Exercise task A: List every number or percentage in the opening sentence of the pension passage, each with the thing it measures.
Exercise task B: Please carry the pension passage on from its last sentence with a few more sentences in the same style.
━━ Document text
The first contributions to mandatory pension funds will be transferred on May 20, and they will be worth more than 37 million euros, given that there are more than 4.1 million contributors, the average gross salary stands at 450 euros and the contribution paid from this salary stands at 2%.
According to a regulation issued by the Private Pension System Supervision Commission, the monthly contributions to the pension fund will be transferred by the Pension Office until the 20th of the next month.
May 20 therefore becomes the starting moment of the private pensions, as this is the first month when part of the employees' contributions toward pensions will no longer go to the state but to private managers. Each employee that joined a mandatory pension fund thus becomes the owner of his own contributions, and has his own account, unlike now, when contributions made by employees towards the social security system are used right away to pay the pensions.
━━━━
━━ Supplied data
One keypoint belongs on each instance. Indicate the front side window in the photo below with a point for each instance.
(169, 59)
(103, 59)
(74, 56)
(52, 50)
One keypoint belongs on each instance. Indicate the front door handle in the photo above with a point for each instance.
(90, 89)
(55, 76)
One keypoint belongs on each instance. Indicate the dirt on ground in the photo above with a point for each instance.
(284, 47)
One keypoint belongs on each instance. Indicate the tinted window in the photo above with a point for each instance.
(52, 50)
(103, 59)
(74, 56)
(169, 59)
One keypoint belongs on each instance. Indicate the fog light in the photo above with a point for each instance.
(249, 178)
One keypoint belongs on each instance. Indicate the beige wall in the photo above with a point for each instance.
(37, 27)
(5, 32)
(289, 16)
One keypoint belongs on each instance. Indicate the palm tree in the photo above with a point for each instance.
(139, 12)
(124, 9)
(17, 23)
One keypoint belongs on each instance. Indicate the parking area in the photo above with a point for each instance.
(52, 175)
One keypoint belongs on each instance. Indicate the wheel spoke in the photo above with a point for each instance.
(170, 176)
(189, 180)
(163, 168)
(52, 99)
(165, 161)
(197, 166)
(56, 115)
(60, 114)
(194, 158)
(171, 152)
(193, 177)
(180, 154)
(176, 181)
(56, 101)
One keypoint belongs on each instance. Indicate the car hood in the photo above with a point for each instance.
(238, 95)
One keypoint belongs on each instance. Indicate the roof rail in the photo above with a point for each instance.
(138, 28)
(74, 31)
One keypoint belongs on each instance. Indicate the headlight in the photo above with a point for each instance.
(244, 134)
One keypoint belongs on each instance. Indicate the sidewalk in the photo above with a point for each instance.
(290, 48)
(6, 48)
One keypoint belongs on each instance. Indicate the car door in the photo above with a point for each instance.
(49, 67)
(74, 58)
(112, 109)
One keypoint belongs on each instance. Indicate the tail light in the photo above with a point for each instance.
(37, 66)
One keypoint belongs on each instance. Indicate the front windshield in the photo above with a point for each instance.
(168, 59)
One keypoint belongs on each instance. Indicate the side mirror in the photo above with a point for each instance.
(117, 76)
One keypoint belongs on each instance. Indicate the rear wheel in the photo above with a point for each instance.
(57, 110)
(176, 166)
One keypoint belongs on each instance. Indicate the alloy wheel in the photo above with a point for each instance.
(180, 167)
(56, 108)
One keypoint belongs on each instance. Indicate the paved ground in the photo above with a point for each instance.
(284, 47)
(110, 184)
━━━━
Result A:
- More than 37 million euros: the worth of the first contributions to mandatory pension funds
- More than 4.1 million: the number of contributors
- 450 euros: the average gross salary
- 2%: the contribution paid from this salary

Result B:
For instance, an employee whose gross average salary stands at 450 euros will have about 63 euros in his account by the end of the year, which will be the contribution transferred to the pension fund alone, without taking into account the investment yield.
In case of a person that earns a 900-euro gross salary, for instance, the value of the contributions paid this year will stand at 126 euros, and reach 270 euros in 2009. Over the next five years, that is until the end of 2012, the privately managed pension funds will collect at least 4.6 billion euros, reveals an analysis by ZF based on the data from the National Statistics Institute, The National Forecast Commission and the National Pension Office.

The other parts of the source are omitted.